• [WHAT IS NEEDED] Rewrite everything from the beginning of the material down to and including the line containing "212), (698, 0)]". Shift each coordinate in the polygon answers by adding 39 to it, and leave every other line unchanged.

• [DATASET RECORDS]
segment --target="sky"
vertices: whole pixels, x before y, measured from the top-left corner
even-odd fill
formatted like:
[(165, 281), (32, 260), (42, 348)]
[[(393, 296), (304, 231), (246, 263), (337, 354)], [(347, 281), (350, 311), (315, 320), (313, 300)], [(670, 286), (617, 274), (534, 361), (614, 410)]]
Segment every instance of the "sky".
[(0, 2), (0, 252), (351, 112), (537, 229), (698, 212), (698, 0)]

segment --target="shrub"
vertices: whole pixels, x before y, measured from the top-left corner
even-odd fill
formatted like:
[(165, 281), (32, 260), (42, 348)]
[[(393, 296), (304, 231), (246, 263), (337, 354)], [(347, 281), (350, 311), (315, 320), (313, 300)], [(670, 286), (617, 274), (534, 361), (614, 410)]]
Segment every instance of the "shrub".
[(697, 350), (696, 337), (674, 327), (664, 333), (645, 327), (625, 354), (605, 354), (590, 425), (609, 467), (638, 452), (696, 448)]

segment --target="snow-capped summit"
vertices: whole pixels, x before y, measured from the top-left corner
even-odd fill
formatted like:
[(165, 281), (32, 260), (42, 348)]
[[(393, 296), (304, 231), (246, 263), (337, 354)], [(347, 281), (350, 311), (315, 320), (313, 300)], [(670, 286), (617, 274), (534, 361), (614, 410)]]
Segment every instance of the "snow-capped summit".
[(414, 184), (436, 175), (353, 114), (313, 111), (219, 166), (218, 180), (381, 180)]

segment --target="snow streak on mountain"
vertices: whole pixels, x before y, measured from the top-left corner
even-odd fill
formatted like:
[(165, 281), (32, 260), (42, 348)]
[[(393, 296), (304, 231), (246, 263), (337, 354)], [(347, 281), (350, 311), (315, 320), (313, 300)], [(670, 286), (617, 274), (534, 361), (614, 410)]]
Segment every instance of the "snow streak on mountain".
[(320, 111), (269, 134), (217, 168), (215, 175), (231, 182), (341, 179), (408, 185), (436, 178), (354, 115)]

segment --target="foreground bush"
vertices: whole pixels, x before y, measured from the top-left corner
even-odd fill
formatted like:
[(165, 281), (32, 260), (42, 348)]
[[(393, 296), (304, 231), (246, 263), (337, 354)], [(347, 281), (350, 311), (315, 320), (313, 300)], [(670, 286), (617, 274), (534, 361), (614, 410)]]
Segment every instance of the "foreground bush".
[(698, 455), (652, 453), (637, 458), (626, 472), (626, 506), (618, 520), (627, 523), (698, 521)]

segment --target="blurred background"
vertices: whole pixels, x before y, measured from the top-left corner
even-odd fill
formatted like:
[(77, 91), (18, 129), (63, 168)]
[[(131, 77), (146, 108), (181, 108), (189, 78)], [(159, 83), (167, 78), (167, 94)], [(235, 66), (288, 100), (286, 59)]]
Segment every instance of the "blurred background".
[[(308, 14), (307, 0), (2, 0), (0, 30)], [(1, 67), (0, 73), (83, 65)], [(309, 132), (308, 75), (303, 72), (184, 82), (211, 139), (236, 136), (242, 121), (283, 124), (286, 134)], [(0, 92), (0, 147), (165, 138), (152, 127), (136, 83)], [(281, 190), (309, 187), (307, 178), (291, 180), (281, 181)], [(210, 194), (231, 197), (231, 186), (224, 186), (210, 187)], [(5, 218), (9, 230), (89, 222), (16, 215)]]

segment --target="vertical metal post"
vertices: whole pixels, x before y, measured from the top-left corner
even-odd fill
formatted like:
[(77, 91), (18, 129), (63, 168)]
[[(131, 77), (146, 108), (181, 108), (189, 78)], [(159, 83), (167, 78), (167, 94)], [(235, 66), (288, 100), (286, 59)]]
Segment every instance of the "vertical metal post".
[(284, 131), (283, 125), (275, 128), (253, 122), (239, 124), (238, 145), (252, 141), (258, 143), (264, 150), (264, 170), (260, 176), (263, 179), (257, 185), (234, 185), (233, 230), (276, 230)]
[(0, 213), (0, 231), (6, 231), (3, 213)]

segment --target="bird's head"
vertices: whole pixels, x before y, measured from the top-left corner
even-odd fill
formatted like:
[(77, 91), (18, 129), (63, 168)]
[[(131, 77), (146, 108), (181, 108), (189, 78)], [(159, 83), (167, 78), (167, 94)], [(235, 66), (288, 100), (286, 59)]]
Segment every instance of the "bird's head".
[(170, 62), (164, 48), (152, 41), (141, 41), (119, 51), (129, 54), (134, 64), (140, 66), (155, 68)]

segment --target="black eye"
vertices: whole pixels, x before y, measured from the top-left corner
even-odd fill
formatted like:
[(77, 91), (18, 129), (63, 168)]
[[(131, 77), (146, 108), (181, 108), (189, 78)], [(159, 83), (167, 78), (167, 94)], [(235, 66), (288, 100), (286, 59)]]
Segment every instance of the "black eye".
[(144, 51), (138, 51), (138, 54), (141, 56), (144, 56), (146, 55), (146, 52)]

• [EXPECTED ANSWER]
segment --target="sky"
vertices: whole pixels, x before y, measured from the top-left corner
even-odd fill
formatted like:
[(165, 281), (32, 260), (42, 348)]
[[(393, 296), (304, 231), (246, 263), (337, 354)], [(347, 281), (350, 311), (315, 320), (313, 300)], [(670, 286), (617, 274), (534, 361), (614, 410)]]
Segment every instance of the "sky".
[(39, 41), (39, 291), (390, 151), (576, 268), (737, 251), (737, 39)]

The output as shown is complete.